* start Information provided *

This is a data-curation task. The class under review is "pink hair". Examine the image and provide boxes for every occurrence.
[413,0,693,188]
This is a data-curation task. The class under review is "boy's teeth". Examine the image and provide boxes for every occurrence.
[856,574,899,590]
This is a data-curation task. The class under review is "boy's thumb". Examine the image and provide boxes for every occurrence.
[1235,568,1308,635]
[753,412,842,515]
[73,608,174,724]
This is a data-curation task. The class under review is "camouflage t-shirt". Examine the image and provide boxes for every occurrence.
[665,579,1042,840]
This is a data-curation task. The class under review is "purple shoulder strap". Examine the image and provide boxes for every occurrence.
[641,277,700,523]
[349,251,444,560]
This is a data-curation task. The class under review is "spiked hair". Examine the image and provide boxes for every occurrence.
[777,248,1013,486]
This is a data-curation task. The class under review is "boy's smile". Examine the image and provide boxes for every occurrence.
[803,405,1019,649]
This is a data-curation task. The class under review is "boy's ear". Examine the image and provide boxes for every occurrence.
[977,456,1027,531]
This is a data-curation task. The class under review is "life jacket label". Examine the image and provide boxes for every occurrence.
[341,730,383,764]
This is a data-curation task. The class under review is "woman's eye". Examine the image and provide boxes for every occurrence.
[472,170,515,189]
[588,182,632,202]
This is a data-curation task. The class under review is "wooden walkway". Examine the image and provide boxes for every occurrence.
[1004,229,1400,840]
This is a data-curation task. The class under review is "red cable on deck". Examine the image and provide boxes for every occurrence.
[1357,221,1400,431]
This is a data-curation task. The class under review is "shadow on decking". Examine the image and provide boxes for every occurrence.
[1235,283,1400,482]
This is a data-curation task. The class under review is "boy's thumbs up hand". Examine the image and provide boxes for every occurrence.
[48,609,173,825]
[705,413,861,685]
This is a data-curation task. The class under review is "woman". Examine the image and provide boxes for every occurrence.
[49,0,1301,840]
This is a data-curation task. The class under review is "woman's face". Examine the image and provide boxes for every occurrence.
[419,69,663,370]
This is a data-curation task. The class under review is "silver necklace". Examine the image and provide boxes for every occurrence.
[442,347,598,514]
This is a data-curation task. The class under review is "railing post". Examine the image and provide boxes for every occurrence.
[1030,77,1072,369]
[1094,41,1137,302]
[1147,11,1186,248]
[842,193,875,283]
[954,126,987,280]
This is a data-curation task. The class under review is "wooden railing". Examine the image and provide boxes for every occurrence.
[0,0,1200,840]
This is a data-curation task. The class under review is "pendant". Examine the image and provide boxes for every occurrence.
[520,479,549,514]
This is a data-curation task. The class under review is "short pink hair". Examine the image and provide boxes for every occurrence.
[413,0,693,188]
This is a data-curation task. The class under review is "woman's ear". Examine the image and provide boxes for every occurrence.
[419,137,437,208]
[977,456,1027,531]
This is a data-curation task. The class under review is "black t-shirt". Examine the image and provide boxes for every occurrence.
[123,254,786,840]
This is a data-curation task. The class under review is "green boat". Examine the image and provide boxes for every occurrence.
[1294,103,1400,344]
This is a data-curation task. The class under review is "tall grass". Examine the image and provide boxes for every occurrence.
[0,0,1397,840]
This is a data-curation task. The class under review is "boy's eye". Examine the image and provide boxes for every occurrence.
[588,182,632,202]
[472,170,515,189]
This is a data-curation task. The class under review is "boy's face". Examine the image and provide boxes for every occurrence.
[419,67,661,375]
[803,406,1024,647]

* end Information provided *

What is expected: Please put every line of the records above into a Markdown table with two columns, Row for the row number and Line for the line itself. Leave out any blank lines.

Problem solution:
| Row | Line |
|---|---|
| 1 | This is a data-curation task. The class under review is "pink hair". Examine the image and provide boxes for every occurrence. |
| 2 | [413,0,693,188] |
| 3 | This is a data-curation task. The class under review is "boy's teeth". Examine the image and provide boxes for every occurrence. |
| 4 | [856,574,899,590] |
| 5 | This is a data-curation task. The class under review is "boy's thumb". Examine the image and provide boxes for every occurrence. |
| 6 | [1235,568,1308,635] |
| 7 | [753,412,842,515] |
| 8 | [73,608,174,724] |
| 9 | This is a data-curation task. The class under review is "camouflage t-shirt". Examine the image and provide boxes for every occurrence. |
| 10 | [665,579,1042,840] |
| 11 | This is a data-curation task. The class under review is "purple shoulder strap". Examine the image and provide boxes for every occurrence. |
| 12 | [641,277,700,523] |
| 13 | [349,251,444,560] |
| 14 | This is a data-curation task. The class under review is "spiked hair". Examine the image and provide boxes for every occurrence. |
| 15 | [777,248,1013,486] |
| 16 | This is a data-curation task. The class under review is "boy's smile". Examine the image and provide boxes for every occurrence. |
| 17 | [803,405,1019,649] |
| 18 | This is a data-curation task. The class under review is "boy's ear". Examine the image and provide boxes for every occurrence. |
| 19 | [977,456,1027,531] |
| 20 | This is a data-curation task. The class under review is "life jacket label". Examine the image and provide boxes for every occurrence. |
| 21 | [341,730,383,764] |
| 22 | This is a data-curation task. The class under review is "woman's eye". Examine the image and provide boxes for every occurrence. |
| 23 | [472,170,515,189] |
| 24 | [588,182,632,202] |
| 25 | This is a data-curation task. The class under review is "wooden walkway". Examine the image and provide boxes for every occurrence. |
| 26 | [1004,229,1400,840] |
| 27 | This is a data-curation task. The class under review is "red cable on deck". Examine the image and provide boxes for every occurrence. |
| 28 | [1357,221,1400,431] |
| 29 | This is a data-curation task. The class under review is "shadow on decking". Examine the image and provide boxes for every occurrence. |
| 30 | [1235,283,1400,482] |
| 31 | This is a data-curation task. The class under review is "boy's thumbs up hand". Examine the image and provide boxes for every occurrence. |
| 32 | [48,609,173,825] |
| 33 | [705,413,861,685] |
| 34 | This is a data-curation task. The class under review is "woman". Examine the image and provide boxes for every occurrence. |
| 35 | [49,0,1301,840] |
| 36 | This is a data-curation task. The class under review is "woman's face". Examine the image and provide boxes for every occurrence. |
| 37 | [419,69,663,370] |
| 38 | This is a data-curation task. The class under review is "silver necklace". Examine the image and provide boxes for every occurrence. |
| 39 | [442,347,598,514] |
| 40 | This is a data-curation task. The class under review is "railing post". Examine the image and provide boxes for every occurrence. |
| 41 | [1030,77,1072,369] |
| 42 | [1094,41,1137,302] |
| 43 | [1147,11,1186,248] |
| 44 | [842,193,875,283] |
| 45 | [954,126,987,280] |
| 46 | This is a data-curation task. The class under review is "wooden railing". Examine the image and provide boxes for every occurrence. |
| 47 | [0,0,1200,840] |
| 48 | This is a data-curation task. The class under review is "pendant". Examine the image and provide boxes for every occurrence. |
| 49 | [520,479,549,514] |
| 50 | This is a data-curation task. The class under review is "short pink hair". Examine the image and provide boxes for every occurrence. |
| 51 | [413,0,693,188] |
| 52 | This is a data-curation task. The class under review is "woman's ear". Examine the image and provide boxes for every occurrence. |
| 53 | [419,137,437,208] |
| 54 | [977,456,1027,531] |
| 55 | This is a data-curation task. The class under review is "black t-shirt". Examine the image and provide boxes for every occurrence. |
| 56 | [123,254,786,840] |
| 57 | This is a data-curation task. The class under review is "green boat". Examine the image and provide boxes for every occurrence. |
| 58 | [1294,103,1400,344] |
| 59 | This is a data-curation task. The class under review is "tall grass". Examine the image and provide boxes for every occurrence. |
| 60 | [0,0,1397,840] |
| 61 | This is a data-curation task. The class under review is "boy's eye". Examine the image and provide boxes for every occurrence. |
| 62 | [588,182,632,202] |
| 63 | [472,170,515,189] |
| 64 | This is a data-curation task. The class under review is "boy's face". Examine the image and provide boxes for every occurrence. |
| 65 | [419,67,661,375] |
| 66 | [803,406,1024,647] |